-- PROBLEM DESCRIPTION --
All lines from the line containing "Expected: a point placed on each instance of the tiled" up to and including the last line of the listing below should be echoed exactly; no other lines belong in the response.

[Start]

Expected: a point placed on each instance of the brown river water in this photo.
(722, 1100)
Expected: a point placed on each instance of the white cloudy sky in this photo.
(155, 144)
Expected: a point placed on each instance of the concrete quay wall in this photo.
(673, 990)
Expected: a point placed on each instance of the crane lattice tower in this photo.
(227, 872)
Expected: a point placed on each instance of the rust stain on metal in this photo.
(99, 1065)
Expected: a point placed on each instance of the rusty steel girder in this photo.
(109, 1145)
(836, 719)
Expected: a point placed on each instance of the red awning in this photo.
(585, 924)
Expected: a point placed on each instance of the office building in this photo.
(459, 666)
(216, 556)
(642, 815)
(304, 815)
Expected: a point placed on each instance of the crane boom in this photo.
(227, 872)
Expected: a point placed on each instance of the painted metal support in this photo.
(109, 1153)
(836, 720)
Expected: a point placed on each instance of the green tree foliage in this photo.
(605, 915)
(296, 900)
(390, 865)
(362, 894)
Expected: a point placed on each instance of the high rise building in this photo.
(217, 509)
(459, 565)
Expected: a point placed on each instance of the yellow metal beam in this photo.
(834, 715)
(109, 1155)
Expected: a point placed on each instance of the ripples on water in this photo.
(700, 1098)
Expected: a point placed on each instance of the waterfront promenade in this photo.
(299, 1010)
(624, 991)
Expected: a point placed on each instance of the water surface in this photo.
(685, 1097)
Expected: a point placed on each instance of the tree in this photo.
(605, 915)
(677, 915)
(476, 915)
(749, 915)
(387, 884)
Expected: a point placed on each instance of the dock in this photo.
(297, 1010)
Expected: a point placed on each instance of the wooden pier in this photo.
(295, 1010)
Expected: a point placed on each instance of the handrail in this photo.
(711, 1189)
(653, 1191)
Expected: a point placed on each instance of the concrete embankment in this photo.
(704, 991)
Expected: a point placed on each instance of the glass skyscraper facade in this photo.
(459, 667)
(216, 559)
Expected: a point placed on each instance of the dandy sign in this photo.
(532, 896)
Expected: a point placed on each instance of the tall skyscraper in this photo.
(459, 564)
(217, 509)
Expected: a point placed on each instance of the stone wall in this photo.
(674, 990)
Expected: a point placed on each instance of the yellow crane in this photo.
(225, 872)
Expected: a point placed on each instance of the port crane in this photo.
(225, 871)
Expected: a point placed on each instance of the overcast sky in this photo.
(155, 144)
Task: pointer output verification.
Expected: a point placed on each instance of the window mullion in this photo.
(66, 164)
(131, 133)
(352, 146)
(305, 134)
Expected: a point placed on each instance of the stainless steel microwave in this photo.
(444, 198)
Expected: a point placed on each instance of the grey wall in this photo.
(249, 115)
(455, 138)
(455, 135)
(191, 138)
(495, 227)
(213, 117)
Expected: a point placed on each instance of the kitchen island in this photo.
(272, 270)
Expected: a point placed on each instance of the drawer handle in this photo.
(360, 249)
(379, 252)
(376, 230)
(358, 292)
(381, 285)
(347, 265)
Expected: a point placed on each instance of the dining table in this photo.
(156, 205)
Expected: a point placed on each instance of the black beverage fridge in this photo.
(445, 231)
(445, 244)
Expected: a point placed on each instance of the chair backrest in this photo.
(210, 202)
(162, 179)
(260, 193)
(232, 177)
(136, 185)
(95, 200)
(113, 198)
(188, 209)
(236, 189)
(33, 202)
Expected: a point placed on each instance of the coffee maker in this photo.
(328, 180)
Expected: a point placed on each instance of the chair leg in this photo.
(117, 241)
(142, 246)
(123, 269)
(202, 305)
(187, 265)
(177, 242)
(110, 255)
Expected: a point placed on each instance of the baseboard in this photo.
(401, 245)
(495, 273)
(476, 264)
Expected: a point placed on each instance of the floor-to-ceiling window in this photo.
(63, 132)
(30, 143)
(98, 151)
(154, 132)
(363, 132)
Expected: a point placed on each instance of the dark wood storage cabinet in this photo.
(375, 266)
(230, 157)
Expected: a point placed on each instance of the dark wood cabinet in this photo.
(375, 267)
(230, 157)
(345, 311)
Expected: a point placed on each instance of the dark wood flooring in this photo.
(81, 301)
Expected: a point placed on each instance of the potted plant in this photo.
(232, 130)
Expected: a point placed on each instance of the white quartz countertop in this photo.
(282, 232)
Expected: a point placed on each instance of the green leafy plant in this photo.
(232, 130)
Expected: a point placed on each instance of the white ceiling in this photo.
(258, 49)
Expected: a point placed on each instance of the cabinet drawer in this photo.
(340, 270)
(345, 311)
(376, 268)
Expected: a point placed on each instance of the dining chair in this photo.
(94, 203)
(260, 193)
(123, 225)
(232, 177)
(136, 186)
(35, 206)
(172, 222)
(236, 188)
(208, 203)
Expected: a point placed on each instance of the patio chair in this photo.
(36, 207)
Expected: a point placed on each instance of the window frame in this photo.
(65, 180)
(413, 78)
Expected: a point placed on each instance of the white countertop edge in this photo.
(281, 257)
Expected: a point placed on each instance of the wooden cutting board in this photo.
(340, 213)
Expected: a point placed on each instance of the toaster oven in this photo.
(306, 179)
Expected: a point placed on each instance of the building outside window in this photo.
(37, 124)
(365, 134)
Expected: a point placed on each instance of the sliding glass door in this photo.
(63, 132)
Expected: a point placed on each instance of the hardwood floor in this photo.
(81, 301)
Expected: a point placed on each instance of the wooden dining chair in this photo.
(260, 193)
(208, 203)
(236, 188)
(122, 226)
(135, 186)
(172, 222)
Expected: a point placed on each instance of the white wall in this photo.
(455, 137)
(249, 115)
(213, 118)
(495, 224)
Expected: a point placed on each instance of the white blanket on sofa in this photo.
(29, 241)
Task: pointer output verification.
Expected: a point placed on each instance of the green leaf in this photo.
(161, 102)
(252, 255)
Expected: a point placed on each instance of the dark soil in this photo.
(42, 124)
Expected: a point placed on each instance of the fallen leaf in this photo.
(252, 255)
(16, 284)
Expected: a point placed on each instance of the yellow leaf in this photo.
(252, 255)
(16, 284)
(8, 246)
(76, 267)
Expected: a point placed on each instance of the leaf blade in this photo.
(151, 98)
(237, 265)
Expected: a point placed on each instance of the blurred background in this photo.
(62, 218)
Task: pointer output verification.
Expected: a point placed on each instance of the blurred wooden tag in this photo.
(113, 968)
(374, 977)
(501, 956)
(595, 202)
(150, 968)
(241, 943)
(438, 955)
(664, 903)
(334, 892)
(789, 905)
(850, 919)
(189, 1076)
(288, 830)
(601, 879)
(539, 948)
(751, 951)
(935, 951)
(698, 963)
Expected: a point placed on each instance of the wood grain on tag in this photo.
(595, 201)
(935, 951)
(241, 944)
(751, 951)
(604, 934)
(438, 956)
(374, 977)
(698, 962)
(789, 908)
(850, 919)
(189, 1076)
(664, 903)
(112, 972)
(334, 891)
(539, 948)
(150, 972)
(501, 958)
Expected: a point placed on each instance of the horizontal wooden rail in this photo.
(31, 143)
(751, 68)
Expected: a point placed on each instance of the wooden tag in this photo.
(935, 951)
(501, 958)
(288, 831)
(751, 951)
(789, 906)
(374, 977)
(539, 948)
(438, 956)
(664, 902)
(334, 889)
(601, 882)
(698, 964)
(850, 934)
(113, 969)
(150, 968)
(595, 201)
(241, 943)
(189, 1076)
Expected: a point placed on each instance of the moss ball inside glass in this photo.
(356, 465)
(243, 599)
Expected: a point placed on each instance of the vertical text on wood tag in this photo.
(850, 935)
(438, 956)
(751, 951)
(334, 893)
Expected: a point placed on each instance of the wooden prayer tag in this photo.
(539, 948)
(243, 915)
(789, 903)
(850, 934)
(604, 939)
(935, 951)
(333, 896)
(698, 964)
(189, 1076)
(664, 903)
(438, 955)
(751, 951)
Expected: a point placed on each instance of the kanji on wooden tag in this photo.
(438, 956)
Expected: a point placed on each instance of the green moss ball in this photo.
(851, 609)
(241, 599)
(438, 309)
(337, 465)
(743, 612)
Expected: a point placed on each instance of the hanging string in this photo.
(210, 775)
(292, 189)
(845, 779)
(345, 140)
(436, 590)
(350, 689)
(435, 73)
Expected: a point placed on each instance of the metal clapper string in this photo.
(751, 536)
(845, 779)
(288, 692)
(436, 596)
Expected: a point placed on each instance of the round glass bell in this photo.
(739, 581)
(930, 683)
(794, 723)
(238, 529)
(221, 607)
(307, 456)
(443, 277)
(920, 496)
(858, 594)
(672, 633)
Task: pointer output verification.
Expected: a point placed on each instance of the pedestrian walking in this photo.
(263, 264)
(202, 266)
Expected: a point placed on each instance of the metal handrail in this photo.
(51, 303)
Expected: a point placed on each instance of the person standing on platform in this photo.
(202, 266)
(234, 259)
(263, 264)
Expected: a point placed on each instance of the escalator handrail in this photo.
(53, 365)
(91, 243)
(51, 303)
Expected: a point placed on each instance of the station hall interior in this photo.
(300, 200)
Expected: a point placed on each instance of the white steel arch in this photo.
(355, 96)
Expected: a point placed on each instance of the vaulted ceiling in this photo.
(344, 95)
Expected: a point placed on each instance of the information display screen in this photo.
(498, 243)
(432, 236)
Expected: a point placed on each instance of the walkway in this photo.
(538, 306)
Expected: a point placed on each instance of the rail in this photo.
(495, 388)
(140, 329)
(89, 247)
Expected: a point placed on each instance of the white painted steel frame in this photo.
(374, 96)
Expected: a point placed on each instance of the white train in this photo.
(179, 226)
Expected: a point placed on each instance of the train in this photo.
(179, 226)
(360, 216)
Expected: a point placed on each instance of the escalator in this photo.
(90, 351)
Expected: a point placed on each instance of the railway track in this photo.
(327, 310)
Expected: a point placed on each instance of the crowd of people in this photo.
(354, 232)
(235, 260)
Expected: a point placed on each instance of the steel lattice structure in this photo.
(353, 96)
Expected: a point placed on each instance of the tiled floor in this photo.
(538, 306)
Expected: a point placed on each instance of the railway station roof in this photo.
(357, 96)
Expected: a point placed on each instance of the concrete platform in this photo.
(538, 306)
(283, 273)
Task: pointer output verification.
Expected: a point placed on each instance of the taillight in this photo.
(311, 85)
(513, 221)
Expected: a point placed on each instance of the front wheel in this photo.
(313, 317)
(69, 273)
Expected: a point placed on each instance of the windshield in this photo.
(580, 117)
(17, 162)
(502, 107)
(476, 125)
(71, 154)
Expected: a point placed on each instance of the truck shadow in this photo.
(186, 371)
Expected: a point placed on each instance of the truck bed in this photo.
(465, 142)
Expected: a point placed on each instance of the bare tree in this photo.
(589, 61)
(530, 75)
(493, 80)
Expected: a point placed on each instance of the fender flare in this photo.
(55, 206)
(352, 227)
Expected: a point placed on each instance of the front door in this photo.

[End]

-- FULL SOLUTION --
Expected: a point placed on each instance of the tiled floor in this photo.
(538, 306)
Expected: a point placed on each instance of the railway station roof in this photo.
(357, 96)
Expected: a point placed on each instance of the concrete platform in this photo.
(538, 306)
(283, 273)
Task: pointer output verification.
Expected: a point placed on each instance of the taillight in this photo.
(311, 85)
(513, 221)
Expected: a point placed on each instance of the front wheel in this photo.
(313, 317)
(69, 273)
Expected: a point placed on each instance of the windshield in this photo.
(580, 117)
(17, 162)
(502, 107)
(476, 125)
(71, 154)
Expected: a point placed on each instance of the truck shadow in this photo.
(186, 371)
Expected: a point placed on each instance of the truck bed in this photo.
(465, 142)
Expected: a point placed on each instance of the bare tree in this photo.
(589, 61)
(530, 75)
(493, 80)
Expected: a point placed on each instance of the fender flare in this photo.
(55, 206)
(352, 227)
Expected: a point placed on each instance of the front door in this photo.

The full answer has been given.